In the entries below, find the lines with the word "instance" and copy them.

Exercise input
════════════════════
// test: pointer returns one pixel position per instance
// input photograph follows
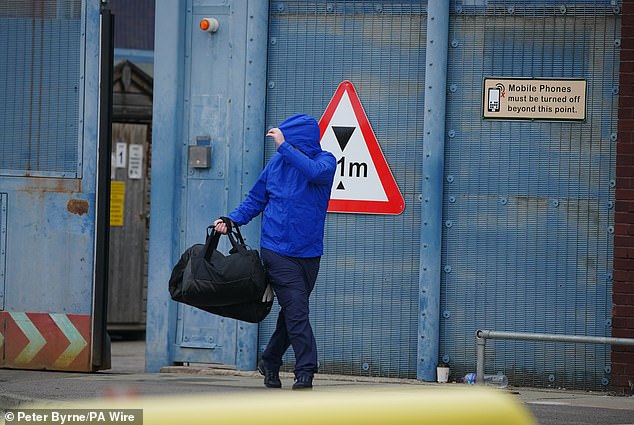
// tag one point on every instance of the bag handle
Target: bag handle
(213, 237)
(211, 242)
(231, 227)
════════════════════
Result of this exercise
// test: pointer returns one pixel position per instance
// tag one point on every instance of the bag handle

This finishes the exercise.